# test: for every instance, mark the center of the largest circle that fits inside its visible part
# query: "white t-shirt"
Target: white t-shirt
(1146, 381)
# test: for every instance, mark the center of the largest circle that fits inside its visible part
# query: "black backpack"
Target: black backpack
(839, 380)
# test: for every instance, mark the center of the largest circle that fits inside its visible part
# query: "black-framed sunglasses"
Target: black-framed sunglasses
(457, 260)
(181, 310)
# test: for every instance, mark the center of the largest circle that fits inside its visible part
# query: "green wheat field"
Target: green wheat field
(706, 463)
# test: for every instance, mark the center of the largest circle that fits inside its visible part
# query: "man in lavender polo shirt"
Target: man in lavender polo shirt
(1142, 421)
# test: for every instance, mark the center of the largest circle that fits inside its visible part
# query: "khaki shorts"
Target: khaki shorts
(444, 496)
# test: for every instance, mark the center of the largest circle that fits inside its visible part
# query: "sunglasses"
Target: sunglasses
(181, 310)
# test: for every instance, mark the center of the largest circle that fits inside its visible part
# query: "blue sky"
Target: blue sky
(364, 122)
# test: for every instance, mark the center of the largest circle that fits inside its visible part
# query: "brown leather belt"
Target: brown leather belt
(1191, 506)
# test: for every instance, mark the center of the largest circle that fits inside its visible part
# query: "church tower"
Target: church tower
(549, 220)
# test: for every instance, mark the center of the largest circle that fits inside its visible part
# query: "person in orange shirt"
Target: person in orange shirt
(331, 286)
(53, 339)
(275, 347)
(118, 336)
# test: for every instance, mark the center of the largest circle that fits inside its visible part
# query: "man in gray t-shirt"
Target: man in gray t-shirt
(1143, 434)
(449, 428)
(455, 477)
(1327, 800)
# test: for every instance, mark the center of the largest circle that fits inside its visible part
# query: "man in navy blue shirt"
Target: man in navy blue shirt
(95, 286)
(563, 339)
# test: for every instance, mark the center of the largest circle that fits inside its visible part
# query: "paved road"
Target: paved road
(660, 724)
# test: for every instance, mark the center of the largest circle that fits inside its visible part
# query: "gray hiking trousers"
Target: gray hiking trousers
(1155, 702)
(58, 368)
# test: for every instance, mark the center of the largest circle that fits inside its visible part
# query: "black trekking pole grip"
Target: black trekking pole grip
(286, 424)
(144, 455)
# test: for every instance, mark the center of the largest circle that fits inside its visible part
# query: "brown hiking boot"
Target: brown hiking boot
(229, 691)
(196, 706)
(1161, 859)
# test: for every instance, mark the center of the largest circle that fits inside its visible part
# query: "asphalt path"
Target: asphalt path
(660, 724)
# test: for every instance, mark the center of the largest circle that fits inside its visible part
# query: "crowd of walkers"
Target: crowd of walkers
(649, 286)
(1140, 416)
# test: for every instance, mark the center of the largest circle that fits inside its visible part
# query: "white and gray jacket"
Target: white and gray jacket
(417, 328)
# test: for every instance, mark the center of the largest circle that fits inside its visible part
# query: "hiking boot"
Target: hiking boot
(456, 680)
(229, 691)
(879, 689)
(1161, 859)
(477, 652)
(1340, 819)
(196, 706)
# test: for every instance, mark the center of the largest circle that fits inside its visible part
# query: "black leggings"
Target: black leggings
============
(Task details)
Return all of the data precisely as it appears.

(Answer to the problem)
# test: for every instance, mark the center of the largest circle that fits inside its visible part
# query: "white t-shirt"
Target: white t-shirt
(1146, 381)
# test: for every instance, mark the center of the largest circle that fits inside its visible part
# query: "black backpack"
Target: black backpack
(839, 380)
# test: for every instance, mark the center of the largest circle that fits inside its visible part
# query: "black-framed sunglasses"
Target: black-framed sunglasses
(457, 260)
(181, 310)
# test: for every instance, mark the center of the largest circle that fits inside its visible part
# query: "green wheat field"
Target: green wheat field
(706, 463)
# test: for every instance, mark the center of the largest circle that fits inside its visible part
# query: "man in lavender polo shirt"
Target: man in lavender polo shirt
(1142, 421)
# test: for every instance, mark the center of the largest circle that fits inside its visible part
# query: "khaki shorts"
Target: khaki shorts
(444, 496)
# test: for every instance, mark the center of the largest circle that fits inside its visible part
# query: "sunglasses"
Target: sunglasses
(181, 310)
# test: for every instance, mark the center of the largest circle that fits inside its visible part
# query: "blue sky"
Target: blue sky
(364, 122)
# test: for every instance, mark the center of the largest circle that fits inside its visible part
# query: "brown leather belt"
Target: brown leather belt
(1191, 506)
# test: for every instance, mark the center of the largest circle that fits inside its visible part
# query: "church tower"
Target: church tower
(549, 220)
# test: for every instance, mark the center of the largest circle that fits inside its visible part
# query: "person in orange shirt"
Target: person in orange shirt
(331, 286)
(53, 339)
(275, 347)
(118, 336)
# test: for every instance, mark the center of the largest circle that fits inside its visible part
# query: "man in gray t-shirt"
Target: man in gray t-shirt
(1143, 434)
(449, 428)
(455, 477)
(1327, 800)
# test: for every instance, mark the center of the largest circle that fits inside its visible part
# query: "man in navy blue shirt"
Target: man in navy blue shirt
(95, 286)
(563, 339)
# test: for every instance, mark the center of the largest circle that fits inside its visible part
# query: "paved road"
Target: paved road
(660, 724)
# test: for every instance, mark the center of the largest circle that fits inside its visible part
# query: "gray hiking trousers"
Target: gray hiking trousers
(1155, 702)
(58, 368)
# test: for every instance, mark the center of the largest circle that fits inside its visible part
# query: "black trekking pole grip"
Target: black trekking pole grip
(286, 424)
(144, 455)
# test: for every instance, mark the center of the largest circle that fits inside its visible part
# query: "brown hiking boot"
Target: brown hiking boot
(229, 691)
(196, 706)
(1161, 859)
# test: for every instance, mark the center of the largest circle that fits inside its visible part
# query: "asphalt path"
Target: asphalt path
(660, 724)
# test: for every instance, mark the center of the largest circle that fits inside its visible part
# query: "crowd of walkers"
Target: crowd of walkers
(649, 286)
(1140, 416)
# test: for every instance, mark the center of the largest circle that fits inside its visible part
# query: "white and gray jacket"
Target: white and gray jacket
(417, 328)
# test: for every instance, mark the center of the largest circle that fits inside its visible part
# query: "hiking boot"
Target: hiking boot
(456, 680)
(229, 691)
(879, 689)
(1161, 859)
(477, 652)
(1340, 819)
(196, 706)
# test: for every instance, mark the center of the largest circle that fits inside its visible part
# query: "black leggings"
Target: black leggings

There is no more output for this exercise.